TASK BRIEF:
Reproduce the records below, swapping "even-odd rule" for "nonzero winding rule" and leaving every other character untouched.

DATA SHOWN:
>> Begin

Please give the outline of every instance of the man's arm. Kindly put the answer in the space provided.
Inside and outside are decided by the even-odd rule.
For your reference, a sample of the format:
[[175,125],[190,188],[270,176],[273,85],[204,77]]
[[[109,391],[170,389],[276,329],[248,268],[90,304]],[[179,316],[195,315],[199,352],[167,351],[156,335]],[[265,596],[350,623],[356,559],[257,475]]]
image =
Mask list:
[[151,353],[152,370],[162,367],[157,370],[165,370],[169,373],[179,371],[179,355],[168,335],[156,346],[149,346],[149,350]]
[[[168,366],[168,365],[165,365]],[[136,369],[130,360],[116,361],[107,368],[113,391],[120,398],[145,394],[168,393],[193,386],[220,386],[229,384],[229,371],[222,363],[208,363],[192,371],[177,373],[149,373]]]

>> End

FINISHED TASK:
Please give the outline of every instance of the man's arm. Kindly put the answer in the space provided.
Inside and outside are decided by the nonzero winding rule.
For your reference, a sample of the format:
[[175,125],[190,188],[270,176],[273,85],[204,77]]
[[[109,391],[170,389],[276,329],[248,268],[90,304]],[[179,316],[195,315],[199,352],[167,351],[156,335]],[[265,596],[350,623],[356,559],[257,475]]]
image =
Mask list:
[[151,353],[152,370],[162,367],[157,370],[165,370],[169,373],[179,371],[179,355],[168,335],[156,346],[149,346],[149,350]]
[[[168,366],[168,365],[165,365]],[[136,369],[130,360],[116,361],[107,368],[113,391],[120,398],[145,394],[168,393],[193,386],[220,386],[229,384],[229,371],[222,363],[208,363],[192,371],[177,373],[149,373]]]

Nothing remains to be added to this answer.